Passage shown:
The meta-surface structure designed in this paper is simple and has a low processing cost, and its detection is more intuitive and faster and requires fewer samples than conventional methods. The refractive index sensitivity of 196 GHz/RIU is achieved when the refractive index n varies from 1.0 to 1.8, which allows the structure to be used as a high-sensitivity refractive index sensor (Fig. 7). To demonstrate the enhanced detection capability of the meta-surface structure for nitrofuran drugs, we measure THz spectra before and after the dropwise addition of the furazolidone solution to the polyimide substrate. No significant change in the transmission spectrum is observed. In contrast, the meta-surface structure shows a significant red shift in the position of the transmission peak after the dropwise addition of the furazolidone solution (Fig. 8). In the measurement of the THz transmission spectra of furazolidone and furantoin in the mass concentration range of 10-1000 mg/dL, there is a regular red shift at the resonant frequency of the sensor with the increasing concentration and a significant frequency shift. The experimental results indicate that the meta-surface structure can effectively enhance the interaction between furazolidone and THz waves with high sensitivity. The results of several experiments demonstrate that the limited detection mass concentration of 10 mg/dL for both furazolidone and furantoin is achieved (Figs. 10 and 13). This meta-surface is expected to be used for highly sensitive sensing detection.

In this paper, the resonance characteristics and sensing performance of a THz meta-surface sensor based on a symmetrical open ring are investigated. Theoretical simulations show that its refractive index sensitivity reaches 196 GHz/RIU and can be applied to high-sensitivity sensing detection. The results indicate that the sensor can detect two nitrofuran drugs (furazolidone and furantoin) at a minimum mass concentration of 10 mg/dL. This sensing method is mainly based on the difference in dielectric properties of the analytes to be measured, and thus, the meta-surface structure can be applied to the detection of other antibiotics or biochemical samples. This provides a good theoretical and experimental basis for the future development of high-sensitivity sensors.

Required action A:
Decide whether each statement agrees with the passage on the meta-surface sensor, answering yes or no and quoting the words of the passage that settle it. (i) The sensitivity of 196 GHz/RIU holds as the refractive index n ranges from 1.0 to 1.8. (ii) Dropping furazolidone solution onto the polyimide substrate produced a significant change in the transmission spectrum. (iii) The lowest mass concentration detected for furantoin was 100 mg/dL.
Required action B:
Turn the paragraph of the meta-surface passage that opens "In this paper, the resonance characteristics" into a short bulleted list that keeps its main facts.

Recorded information:
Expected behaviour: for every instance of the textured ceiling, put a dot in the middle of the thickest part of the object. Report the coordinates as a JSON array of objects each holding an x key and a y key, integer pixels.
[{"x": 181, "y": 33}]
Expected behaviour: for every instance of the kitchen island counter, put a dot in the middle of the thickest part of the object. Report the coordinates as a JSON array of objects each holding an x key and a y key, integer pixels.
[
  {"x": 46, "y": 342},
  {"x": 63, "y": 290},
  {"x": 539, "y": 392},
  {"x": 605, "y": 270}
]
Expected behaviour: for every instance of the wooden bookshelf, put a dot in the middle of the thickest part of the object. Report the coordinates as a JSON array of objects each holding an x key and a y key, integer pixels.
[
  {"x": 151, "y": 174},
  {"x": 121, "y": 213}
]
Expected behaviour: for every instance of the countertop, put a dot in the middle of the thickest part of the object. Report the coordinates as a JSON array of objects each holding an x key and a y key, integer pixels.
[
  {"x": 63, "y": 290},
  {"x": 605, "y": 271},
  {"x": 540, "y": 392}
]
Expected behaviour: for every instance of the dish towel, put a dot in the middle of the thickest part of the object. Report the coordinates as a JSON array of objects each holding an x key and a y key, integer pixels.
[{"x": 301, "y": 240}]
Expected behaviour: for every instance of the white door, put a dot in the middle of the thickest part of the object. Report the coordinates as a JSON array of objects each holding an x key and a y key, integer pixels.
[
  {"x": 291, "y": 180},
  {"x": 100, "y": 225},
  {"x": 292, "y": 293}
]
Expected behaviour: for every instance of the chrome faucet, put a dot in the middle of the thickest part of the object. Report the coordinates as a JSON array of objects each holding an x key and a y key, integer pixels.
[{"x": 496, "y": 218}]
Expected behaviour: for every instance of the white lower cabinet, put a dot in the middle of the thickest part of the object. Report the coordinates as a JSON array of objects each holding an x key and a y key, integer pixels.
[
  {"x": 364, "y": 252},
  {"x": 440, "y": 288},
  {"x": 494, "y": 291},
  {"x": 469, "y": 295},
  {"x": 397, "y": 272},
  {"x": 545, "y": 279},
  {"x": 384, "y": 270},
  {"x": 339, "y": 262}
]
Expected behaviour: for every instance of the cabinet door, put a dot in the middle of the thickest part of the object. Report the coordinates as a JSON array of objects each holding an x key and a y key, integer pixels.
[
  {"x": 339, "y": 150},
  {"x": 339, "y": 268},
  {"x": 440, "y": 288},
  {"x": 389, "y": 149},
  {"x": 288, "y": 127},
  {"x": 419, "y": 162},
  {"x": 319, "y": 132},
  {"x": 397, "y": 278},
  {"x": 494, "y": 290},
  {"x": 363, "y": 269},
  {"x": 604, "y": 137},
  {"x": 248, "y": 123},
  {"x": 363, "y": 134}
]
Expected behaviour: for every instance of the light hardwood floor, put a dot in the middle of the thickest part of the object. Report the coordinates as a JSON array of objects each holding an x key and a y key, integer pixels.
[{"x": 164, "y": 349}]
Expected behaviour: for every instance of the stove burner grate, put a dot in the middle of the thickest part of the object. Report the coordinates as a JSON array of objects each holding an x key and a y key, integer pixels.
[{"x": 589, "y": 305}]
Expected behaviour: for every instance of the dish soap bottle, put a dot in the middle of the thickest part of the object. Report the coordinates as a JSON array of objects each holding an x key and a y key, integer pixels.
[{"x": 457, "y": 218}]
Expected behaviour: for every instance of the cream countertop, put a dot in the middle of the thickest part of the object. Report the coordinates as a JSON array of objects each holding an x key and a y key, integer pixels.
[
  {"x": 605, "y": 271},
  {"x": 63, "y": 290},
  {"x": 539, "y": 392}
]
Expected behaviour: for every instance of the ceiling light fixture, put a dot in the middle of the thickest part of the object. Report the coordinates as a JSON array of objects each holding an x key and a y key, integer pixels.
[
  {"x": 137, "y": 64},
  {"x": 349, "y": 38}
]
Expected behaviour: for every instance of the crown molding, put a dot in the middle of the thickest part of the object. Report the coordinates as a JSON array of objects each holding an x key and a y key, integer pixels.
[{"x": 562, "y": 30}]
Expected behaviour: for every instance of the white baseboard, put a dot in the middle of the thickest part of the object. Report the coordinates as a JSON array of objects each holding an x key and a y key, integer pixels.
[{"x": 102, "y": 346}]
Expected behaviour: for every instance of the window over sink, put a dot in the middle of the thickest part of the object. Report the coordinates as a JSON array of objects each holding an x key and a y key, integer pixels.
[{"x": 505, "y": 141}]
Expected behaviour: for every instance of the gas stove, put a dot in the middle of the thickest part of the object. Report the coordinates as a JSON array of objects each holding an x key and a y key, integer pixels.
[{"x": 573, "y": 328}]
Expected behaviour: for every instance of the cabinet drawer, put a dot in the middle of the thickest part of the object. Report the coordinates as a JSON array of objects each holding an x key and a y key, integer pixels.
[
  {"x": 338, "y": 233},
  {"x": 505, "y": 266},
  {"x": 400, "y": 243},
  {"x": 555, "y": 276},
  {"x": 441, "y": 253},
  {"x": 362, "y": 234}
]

--

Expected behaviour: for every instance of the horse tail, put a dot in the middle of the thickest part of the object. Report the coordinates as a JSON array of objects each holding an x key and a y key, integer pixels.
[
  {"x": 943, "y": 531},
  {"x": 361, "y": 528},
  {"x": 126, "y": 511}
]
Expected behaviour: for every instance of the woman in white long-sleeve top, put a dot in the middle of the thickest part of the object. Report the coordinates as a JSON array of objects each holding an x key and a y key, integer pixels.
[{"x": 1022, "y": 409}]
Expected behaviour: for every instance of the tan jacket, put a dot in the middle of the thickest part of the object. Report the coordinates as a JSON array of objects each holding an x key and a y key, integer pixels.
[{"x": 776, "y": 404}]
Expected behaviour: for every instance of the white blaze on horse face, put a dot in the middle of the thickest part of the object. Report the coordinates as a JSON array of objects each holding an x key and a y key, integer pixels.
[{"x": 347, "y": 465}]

Response box A:
(i) Yes: "The refractive index sensitivity of 196 GHz/RIU is achieved when the refractive index n varies from 1.0 to 1.8"
(ii) No: "No significant change in the transmission spectrum is observed."
(iii) No: "the limited detection mass concentration of 10 mg/dL for both furazolidone and furantoin is achieved"

Response box B:
- The study examines the resonance characteristics and sensing performance of a THz meta-surface sensor based on a symmetrical open ring.
- Simulations show a refractive index sensitivity of 196 GHz/RIU, suited to high-sensitivity sensing.
- The sensor detects two nitrofuran drugs, furazolidone and furantoin, at a minimum mass concentration of 10 mg/dL.
- Detection rests mainly on differences in the analytes' dielectric properties, so the structure could also detect other antibiotics or biochemical samples.
- The work offers a theoretical and experimental basis for developing future high-sensitivity sensors.